─── Reading text ───

= Antun Kalac =

Antun Kalac, late 19th century

Antun Kalac (27 December 1849 – 13 May 1919) was a Croatian poet, writer, playwright, literary translator, and revivalist of Croatian nationalism among the Istrian people. He was also a Catholic priest.

==Early life==
Kalac was born in the village of Žbrlini in the region of Pazin, where he attended elementary school, followed by lower grammar school with the Franciscans. He attended high school in Trieste before studying at a seminary in Gorizia and Trieste.

In Trieste, he came into contact with a group of Croatian intellectuals associated with the magazine Naša Sloga.

==Career==
Kalac became a priest in Pazin in 1875 and was a chaplain there until 1882. He supported the Croatian people through his work and came into conflict with Italian political supporters. Since the diocese of Trieste, which at that time included Pazin and other parts of central Istria, was headed by the Istrian revivalist Bishop Juraj Dobrila, Kalac was able to continue his work in the region. In 1882, he was transferred to Buzet as pastor and dean. In 1906, he returned to Pazin and took an appointment as prefect and dean. His Croatian revivalist work was well-received. He promoted Croatian education and defended the national rights of Croats in Istria. As a result of his work, he was constantly attacked by the ruling elite.

Kalac was well known for his position as a defender and protector of the Croatian national spirit during the Italianization of Istria. Because he was a high-ranking priest within the Catholic Church, he did not hold the most prominent positions in civic associations, but his contribution to these circles was still significant.

─── Data shown ───

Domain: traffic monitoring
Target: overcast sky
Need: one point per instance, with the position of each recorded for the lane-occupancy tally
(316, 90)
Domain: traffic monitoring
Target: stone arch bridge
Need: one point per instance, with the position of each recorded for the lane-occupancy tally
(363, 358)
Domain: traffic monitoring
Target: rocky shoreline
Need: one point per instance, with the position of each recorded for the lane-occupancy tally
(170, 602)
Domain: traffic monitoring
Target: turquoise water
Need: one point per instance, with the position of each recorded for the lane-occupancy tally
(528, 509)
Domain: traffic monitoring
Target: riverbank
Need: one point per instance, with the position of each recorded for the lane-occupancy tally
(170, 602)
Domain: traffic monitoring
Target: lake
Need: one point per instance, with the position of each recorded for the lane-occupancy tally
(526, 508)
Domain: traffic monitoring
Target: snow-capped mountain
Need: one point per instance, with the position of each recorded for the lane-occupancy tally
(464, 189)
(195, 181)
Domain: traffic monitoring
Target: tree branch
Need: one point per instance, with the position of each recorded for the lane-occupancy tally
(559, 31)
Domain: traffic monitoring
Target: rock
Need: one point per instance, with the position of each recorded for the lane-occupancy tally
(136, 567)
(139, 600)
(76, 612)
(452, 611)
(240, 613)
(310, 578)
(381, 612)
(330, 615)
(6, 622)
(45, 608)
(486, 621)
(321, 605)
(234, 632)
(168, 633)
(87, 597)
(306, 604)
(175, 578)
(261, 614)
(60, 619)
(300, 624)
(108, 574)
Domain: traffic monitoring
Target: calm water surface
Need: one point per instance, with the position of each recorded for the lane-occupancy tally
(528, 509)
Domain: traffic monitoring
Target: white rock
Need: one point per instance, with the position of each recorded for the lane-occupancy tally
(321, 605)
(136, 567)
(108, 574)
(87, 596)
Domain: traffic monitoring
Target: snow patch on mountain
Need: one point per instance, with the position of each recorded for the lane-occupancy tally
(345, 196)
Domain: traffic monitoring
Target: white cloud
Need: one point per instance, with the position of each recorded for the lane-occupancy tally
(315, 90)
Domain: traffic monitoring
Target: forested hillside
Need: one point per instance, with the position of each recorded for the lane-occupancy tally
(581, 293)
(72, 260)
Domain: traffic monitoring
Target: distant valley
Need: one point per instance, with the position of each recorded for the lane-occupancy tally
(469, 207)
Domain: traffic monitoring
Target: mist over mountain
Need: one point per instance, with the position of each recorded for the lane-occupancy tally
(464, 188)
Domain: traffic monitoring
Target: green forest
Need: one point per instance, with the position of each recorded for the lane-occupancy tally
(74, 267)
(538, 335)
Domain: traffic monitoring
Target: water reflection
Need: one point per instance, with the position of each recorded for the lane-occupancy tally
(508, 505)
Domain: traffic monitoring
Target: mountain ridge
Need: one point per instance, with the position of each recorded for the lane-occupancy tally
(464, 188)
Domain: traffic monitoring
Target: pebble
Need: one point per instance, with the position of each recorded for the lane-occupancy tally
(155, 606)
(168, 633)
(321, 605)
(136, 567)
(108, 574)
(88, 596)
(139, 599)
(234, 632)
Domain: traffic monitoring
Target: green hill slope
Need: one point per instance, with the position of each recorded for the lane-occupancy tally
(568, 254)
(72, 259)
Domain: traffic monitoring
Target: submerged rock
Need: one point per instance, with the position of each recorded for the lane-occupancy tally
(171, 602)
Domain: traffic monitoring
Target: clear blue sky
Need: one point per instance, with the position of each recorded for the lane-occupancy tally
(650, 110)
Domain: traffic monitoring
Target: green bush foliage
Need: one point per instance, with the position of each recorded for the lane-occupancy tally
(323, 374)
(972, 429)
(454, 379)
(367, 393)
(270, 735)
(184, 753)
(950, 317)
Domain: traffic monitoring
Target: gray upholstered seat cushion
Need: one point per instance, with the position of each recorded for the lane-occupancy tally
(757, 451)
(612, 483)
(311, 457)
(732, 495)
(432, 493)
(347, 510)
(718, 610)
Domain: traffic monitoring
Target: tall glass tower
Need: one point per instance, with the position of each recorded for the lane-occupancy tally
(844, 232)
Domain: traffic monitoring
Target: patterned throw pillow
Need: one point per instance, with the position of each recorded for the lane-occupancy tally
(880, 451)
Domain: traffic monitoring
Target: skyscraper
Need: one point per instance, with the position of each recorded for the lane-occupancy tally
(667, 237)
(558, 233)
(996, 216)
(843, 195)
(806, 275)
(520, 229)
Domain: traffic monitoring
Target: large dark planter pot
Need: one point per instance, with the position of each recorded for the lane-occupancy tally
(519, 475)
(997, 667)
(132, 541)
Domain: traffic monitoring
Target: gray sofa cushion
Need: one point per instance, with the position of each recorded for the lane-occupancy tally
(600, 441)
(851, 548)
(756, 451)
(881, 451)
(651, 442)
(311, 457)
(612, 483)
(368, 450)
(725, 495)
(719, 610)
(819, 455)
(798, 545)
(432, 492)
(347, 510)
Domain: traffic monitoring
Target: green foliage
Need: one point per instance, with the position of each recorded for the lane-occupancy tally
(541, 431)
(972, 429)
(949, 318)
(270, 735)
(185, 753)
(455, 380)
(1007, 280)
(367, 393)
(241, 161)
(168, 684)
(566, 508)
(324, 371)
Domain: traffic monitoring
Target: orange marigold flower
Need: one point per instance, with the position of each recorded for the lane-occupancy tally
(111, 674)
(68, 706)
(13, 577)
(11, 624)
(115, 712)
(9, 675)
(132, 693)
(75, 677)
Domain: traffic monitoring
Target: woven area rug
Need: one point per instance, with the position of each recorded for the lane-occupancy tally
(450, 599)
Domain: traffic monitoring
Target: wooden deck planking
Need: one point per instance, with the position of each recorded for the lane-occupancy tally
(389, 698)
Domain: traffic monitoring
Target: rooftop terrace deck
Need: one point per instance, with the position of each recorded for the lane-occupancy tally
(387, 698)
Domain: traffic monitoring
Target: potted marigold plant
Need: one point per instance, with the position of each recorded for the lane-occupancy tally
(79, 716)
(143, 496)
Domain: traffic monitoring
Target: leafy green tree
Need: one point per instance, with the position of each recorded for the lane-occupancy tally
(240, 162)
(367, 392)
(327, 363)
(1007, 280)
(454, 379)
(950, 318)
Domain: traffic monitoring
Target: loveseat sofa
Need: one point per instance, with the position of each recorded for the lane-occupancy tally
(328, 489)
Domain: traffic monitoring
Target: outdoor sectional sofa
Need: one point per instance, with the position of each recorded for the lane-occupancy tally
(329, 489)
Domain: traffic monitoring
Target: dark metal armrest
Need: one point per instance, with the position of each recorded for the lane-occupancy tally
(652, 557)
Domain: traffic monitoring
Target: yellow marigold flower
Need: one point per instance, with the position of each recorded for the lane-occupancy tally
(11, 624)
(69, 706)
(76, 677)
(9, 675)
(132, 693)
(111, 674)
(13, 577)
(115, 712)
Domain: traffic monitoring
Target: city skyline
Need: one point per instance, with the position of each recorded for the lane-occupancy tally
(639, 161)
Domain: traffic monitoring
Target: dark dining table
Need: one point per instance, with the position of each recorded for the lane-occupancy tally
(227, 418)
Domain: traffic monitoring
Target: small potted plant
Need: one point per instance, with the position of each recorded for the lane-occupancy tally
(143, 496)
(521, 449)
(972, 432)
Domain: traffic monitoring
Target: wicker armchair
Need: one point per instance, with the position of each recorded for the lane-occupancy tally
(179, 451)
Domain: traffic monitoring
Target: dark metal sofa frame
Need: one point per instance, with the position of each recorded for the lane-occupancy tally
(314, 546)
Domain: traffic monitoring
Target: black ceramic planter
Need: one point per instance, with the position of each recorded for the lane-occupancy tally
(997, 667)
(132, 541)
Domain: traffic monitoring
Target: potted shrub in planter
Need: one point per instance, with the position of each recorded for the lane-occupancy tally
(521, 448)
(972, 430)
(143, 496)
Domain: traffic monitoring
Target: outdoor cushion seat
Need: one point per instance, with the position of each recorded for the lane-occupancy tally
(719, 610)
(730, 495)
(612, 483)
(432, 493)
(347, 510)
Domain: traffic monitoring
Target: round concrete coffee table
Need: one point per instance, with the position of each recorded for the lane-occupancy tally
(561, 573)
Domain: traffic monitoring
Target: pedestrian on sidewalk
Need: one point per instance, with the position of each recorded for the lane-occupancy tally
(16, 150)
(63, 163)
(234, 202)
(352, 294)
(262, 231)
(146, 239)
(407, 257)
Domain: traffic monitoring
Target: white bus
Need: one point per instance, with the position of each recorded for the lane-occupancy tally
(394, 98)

───

Do this →
Copy out the entire text about Antun Kalac word for word. Work only from the text about Antun Kalac.

Written solution →
= Antun Kalac =

Antun Kalac, late 19th century

Antun Kalac (27 December 1849 – 13 May 1919) was a Croatian poet, writer, playwright, literary translator, and revivalist of Croatian nationalism among the Istrian people. He was also a Catholic priest.

==Early life==
Kalac was born in the village of Žbrlini in the region of Pazin, where he attended elementary school, followed by lower grammar school with the Franciscans. He attended high school in Trieste before studying at a seminary in Gorizia and Trieste.

In Trieste, he came into contact with a group of Croatian intellectuals associated with the magazine Naša Sloga.

==Career==
Kalac became a priest in Pazin in 1875 and was a chaplain there until 1882. He supported the Croatian people through his work and came into conflict with Italian political supporters. Since the diocese of Trieste, which at that time included Pazin and other parts of central Istria, was headed by the Istrian revivalist Bishop Juraj Dobrila, Kalac was able to continue his work in the region. In 1882, he was transferred to Buzet as pastor and dean. In 1906, he returned to Pazin and took an appointment as prefect and dean. His Croatian revivalist work was well-received. He promoted Croatian education and defended the national rights of Croats in Istria. As a result of his work, he was constantly attacked by the ruling elite.

Kalac was well known for his position as a defender and protector of the Croatian national spirit during the Italianization of Istria. Because he was a high-ranking priest within the Catholic Church, he did not hold the most prominent positions in civic associations, but his contribution to these circles was still significant.